##### Extrait du texte

Monsieur le président, monsieur le ministre, mes chers collègues, je souscris pleinement aux propos de Christian Cambon, avec lequel j’ai le plaisir d’être rapporteur pour avis sur les crédits de la mission « Aide au développement », au nom de la commission des affaires étrangères. Notre association, alors que nous sommes issus de partis concurrents, illustre d’ailleurs combien ces questions dépassent les clivages politiques, même s’il nous arrive d’avoir des divergences sur les méthodes ou sur les moyens mis en œuvre.
Monsieur le ministre, les objectifs majeurs que vous fixez à notre coopération, à savoir la prévention des crises et des conflits, la lutte contre la pauvreté, le défi de la croissance et la préservation des biens publics mondiaux, forment un programme ambitieux au regard des moyens qui sont les nôtres.
Sans surprise, ces objectifs sont communs à la communauté internationale, et il est donc important, au moment où notre pays va prendre la présidence du G8 et du G20, de formuler la conception que nous nous en faisons.
Par rapport au relevé de conclusions de la précédente réunion du CICID, la principale nouveauté consiste dans le classement de la prévention des crises et des conflits comme premier objectif. Les crises se nourrissent presque toujours d’un contexte de forte pauvreté, sur des territoires où les États sont en difficulté. C’était le cas en Afghanistan et on le constate aussi dans le Sahel. Je crois que nous sommes tous d’accord pour dire que l’aide au développement doit jouer un rôle de prévention.
La lutte contre la pauvreté est le deuxième objectif, elle est au cœur de l’aide au développement.
Le troisième objectif consiste à relever le défi de la croissance. On n’aidera pas ces pays seulement en encourageant le développement des services publics de base. Le soutien à la croissance passe par la mise en place d’infrastructures, mais aussi par l’engagement de l’Agence française de développement, l’AFD, dans des fonds d’investissements et des systèmes de garanties aux réseaux bancaires africains, qui permettent de favoriser la création d’entreprises.

##########

◆ Consigne
Recopiez mot pour mot, dans l'intervention sur l'aide au développement, tout le passage qui va de « Monsieur le président, monsieur » jusqu'à « sont les nôtres. ».

##### Données

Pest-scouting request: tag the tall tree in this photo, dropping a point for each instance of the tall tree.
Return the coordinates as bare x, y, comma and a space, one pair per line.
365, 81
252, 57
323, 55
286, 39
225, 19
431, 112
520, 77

##########

◆ Corrigé
Monsieur le président, monsieur le ministre, mes chers collègues, je souscris pleinement aux propos de Christian Cambon, avec lequel j’ai le plaisir d’être rapporteur pour avis sur les crédits de la mission « Aide au développement », au nom de la commission des affaires étrangères. Notre association, alors que nous sommes issus de partis concurrents, illustre d’ailleurs combien ces questions dépassent les clivages politiques, même s’il nous arrive d’avoir des divergences sur les méthodes ou sur les moyens mis en œuvre.
Monsieur le ministre, les objectifs majeurs que vous fixez à notre coopération, à savoir la prévention des crises et des conflits, la lutte contre la pauvreté, le défi de la croissance et la préservation des biens publics mondiaux, forment un programme ambitieux au regard des moyens qui sont les nôtres.